_Exercise brief_: Report how many lines in the entries below contain the string "field", with case counting, and give only that number.

_Material for this exercise_:
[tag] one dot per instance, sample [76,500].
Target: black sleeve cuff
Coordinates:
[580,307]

--

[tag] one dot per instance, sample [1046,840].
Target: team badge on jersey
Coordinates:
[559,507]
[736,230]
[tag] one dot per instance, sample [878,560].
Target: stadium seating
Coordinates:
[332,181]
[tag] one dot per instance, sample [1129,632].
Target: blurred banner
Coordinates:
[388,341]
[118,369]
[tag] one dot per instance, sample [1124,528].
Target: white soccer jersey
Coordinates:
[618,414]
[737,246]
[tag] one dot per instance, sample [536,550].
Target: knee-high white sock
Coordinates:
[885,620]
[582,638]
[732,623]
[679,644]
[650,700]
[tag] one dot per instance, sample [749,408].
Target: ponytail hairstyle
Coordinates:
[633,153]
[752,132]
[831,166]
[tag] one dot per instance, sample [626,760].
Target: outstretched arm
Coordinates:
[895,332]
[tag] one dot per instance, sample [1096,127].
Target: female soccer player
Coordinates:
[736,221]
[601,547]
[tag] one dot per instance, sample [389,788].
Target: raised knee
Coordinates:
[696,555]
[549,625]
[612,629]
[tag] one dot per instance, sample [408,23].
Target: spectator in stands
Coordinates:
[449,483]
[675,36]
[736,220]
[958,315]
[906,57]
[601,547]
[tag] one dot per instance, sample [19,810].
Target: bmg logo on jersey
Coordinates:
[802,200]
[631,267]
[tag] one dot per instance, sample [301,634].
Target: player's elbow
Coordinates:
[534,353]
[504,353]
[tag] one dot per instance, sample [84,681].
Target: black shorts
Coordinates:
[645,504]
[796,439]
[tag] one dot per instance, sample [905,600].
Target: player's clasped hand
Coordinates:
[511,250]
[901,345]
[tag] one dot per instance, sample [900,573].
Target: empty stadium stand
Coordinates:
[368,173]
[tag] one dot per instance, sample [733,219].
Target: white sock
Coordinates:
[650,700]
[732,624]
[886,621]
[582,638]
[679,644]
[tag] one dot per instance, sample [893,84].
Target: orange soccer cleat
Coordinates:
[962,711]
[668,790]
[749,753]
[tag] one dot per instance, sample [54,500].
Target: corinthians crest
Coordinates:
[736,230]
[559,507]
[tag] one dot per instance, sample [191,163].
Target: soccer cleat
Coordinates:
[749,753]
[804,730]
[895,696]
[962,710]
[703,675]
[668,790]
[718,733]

* * *

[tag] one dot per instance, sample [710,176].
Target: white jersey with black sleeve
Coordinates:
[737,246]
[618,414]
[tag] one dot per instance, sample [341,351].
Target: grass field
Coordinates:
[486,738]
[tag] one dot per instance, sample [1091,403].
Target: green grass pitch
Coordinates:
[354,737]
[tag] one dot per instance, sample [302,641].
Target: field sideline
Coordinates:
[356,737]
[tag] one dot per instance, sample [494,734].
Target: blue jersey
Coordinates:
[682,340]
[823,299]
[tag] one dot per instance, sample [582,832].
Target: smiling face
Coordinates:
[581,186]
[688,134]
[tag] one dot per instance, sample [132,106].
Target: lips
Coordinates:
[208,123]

_Task result_: 2